[Records from a data source]
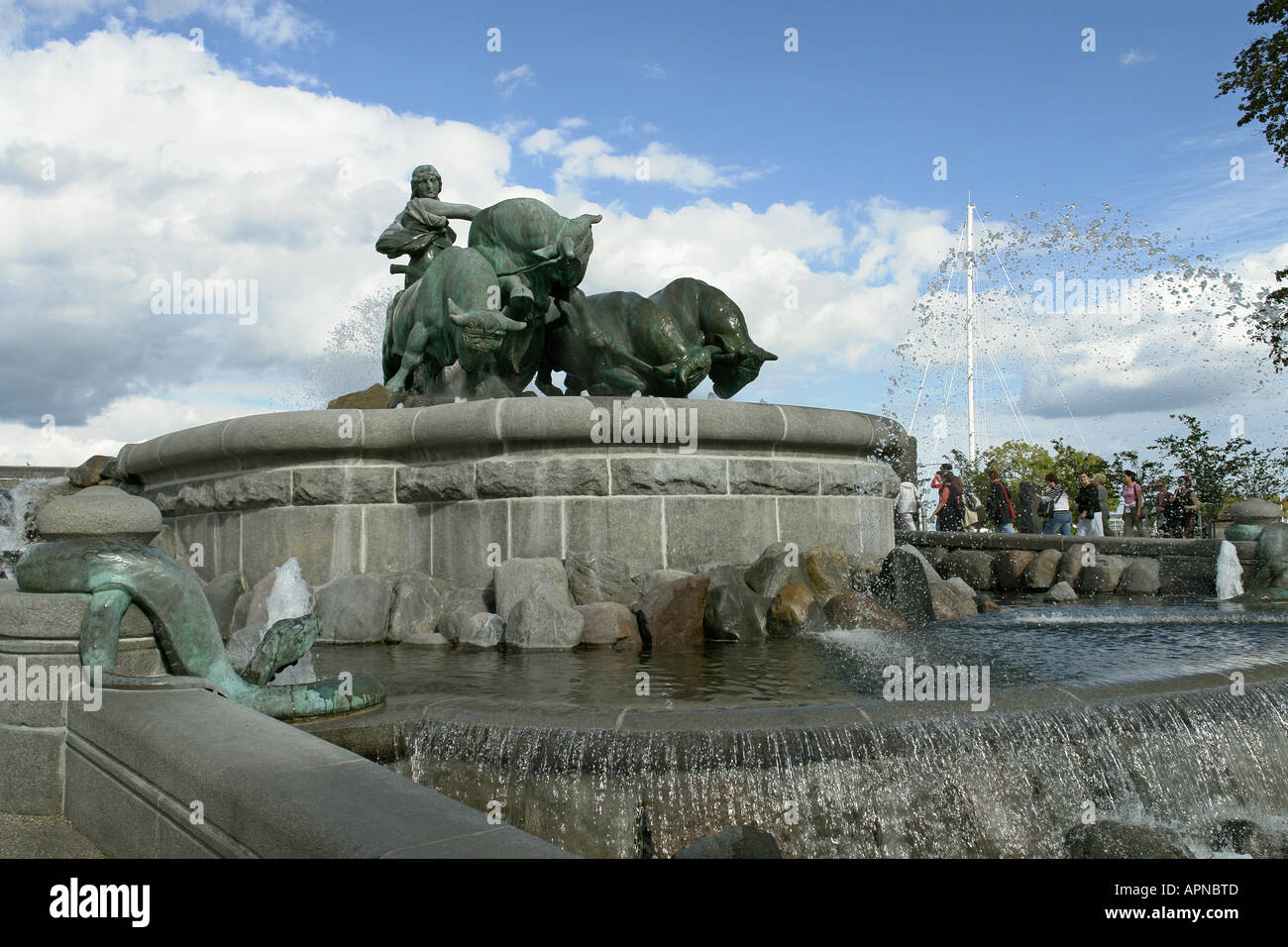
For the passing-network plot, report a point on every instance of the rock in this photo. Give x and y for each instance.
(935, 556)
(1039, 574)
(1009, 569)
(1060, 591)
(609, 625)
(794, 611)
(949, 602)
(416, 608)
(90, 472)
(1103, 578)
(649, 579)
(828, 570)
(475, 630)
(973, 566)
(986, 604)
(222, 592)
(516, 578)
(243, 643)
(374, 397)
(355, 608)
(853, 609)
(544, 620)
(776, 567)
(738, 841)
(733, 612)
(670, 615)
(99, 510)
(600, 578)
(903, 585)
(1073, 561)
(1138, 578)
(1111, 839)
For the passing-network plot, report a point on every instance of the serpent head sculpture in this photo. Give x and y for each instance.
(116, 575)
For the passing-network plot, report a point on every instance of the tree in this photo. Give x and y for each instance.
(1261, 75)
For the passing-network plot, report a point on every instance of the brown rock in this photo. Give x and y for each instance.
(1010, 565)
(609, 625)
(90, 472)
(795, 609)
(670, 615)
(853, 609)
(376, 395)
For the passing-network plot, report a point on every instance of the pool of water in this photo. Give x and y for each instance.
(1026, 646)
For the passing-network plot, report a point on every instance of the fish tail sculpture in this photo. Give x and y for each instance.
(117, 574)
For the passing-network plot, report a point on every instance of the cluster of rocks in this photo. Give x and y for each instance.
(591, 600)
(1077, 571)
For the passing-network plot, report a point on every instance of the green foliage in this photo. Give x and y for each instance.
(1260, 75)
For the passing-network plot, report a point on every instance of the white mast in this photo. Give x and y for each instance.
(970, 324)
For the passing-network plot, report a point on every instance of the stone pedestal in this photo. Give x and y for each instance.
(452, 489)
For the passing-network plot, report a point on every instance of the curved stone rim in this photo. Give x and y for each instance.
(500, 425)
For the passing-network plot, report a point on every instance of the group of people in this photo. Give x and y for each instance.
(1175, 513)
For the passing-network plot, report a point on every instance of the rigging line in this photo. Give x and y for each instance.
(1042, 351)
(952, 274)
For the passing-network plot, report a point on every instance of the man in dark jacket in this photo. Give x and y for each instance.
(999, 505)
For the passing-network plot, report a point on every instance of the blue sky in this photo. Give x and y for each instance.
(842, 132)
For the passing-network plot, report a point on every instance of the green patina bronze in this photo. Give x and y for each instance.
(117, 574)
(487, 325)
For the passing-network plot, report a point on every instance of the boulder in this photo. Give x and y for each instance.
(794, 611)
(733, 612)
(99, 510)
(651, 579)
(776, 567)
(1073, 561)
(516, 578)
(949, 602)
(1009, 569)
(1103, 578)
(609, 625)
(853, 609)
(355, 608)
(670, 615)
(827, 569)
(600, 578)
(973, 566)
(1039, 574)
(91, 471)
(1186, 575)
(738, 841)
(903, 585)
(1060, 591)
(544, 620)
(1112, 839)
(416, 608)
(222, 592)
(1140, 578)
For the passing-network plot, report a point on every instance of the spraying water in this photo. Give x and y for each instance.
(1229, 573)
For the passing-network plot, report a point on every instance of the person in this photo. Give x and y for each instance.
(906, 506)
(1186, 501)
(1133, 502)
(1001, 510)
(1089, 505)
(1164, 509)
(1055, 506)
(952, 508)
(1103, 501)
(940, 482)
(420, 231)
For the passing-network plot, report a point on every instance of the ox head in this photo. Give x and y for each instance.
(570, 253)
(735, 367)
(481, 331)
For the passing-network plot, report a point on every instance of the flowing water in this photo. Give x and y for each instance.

[Aim of the task]
Set every record down verbatim. No pictures belong in the copy.

[Written reply]
For the passing-network plot, report a point on every instance of the rock in this photo. Give x and y for each instance.
(935, 556)
(1039, 574)
(1009, 569)
(1060, 591)
(609, 625)
(794, 611)
(949, 602)
(416, 608)
(90, 472)
(1103, 578)
(649, 579)
(828, 570)
(475, 630)
(973, 566)
(986, 604)
(222, 592)
(516, 578)
(243, 643)
(374, 397)
(355, 608)
(853, 609)
(544, 620)
(776, 567)
(738, 841)
(733, 612)
(670, 615)
(99, 510)
(600, 578)
(903, 585)
(1073, 561)
(1138, 578)
(1111, 839)
For the passing-network plot, report a point on every instance of the serpent head sculpture in this photo. Give x and y for each instance.
(116, 575)
For the passing-network plot, report a point on every instance of the tree in this photo. Give x and y for each instance.
(1261, 75)
For the passing-network plot, report a point on every instance of the brown rock in this photo. Give x and y for each instance.
(1010, 565)
(609, 625)
(90, 472)
(795, 609)
(670, 615)
(853, 609)
(376, 395)
For the passing-network plot, report a point on every instance of the pool of water in this photo. Give x and y for each instance.
(1026, 646)
For the passing-network plot, report a point on every instance of the fish tail sculpture in this photo. Give x and y for each instance.
(117, 574)
For the passing-network plot, report a point on every instance of the cluster of rocks in this photo. Give x and y for each instance.
(591, 600)
(1077, 571)
For the passing-network plot, report a point on every instance of the green foliage in this photo. Give x and y for each instance.
(1260, 75)
For the passing-network plot, report a point on every instance of the white mast in this photo. Give x and y for each instance.
(970, 324)
For the passing-network plot, report a point on every instance of the stone pedestal in this photo. Give x and y for each instance.
(452, 489)
For the passing-network plot, report a point on every instance of the curved stone rim in this photo. Give x and y for each instance.
(500, 425)
For the passing-network plot, report a point on every instance of the group of people in this photo. Give x and y for each instance.
(1175, 513)
For the passing-network plot, report a point on every instance of the rigging line in this photo. Give x and y for each instance.
(1042, 351)
(952, 274)
For the passing-network plot, report a point on every instance of the man in dark jacket in this photo. Give x and y for each instance.
(999, 505)
For the passing-network plot, report a point on every instance of the blue sky in this photo. Give x and y for each instance.
(842, 132)
For the passing-network plot, report a point on every instance of the green patina bronze in this photo. Give x and y for each instance.
(117, 574)
(487, 325)
For the passing-network plot, report a point on every instance of the boulder in this photo. Give x and y for each instance.
(794, 611)
(733, 612)
(99, 510)
(651, 579)
(776, 567)
(1073, 561)
(516, 578)
(949, 602)
(1009, 569)
(1103, 578)
(609, 625)
(853, 609)
(355, 608)
(670, 615)
(827, 569)
(600, 578)
(973, 566)
(1039, 574)
(91, 471)
(1186, 575)
(738, 841)
(903, 585)
(1060, 591)
(544, 620)
(1112, 839)
(416, 608)
(222, 592)
(1140, 578)
For the passing-network plot, report a point on every instance of the spraying water in this photo. Give x and y for each instance.
(1229, 573)
For the passing-network plot, report a point on every instance of the person in this photo. Give x and y for each instance.
(906, 506)
(1186, 501)
(1133, 502)
(1001, 510)
(1089, 505)
(1164, 509)
(1055, 506)
(952, 508)
(1103, 501)
(940, 482)
(420, 231)
For the passing-network plot, report a point on every instance of the ox head in this photo. Give x and y for each instance.
(570, 253)
(735, 367)
(481, 331)
For the passing-network plot, report a point on every instance of the flowing water in this photo. Give x and y for each instance.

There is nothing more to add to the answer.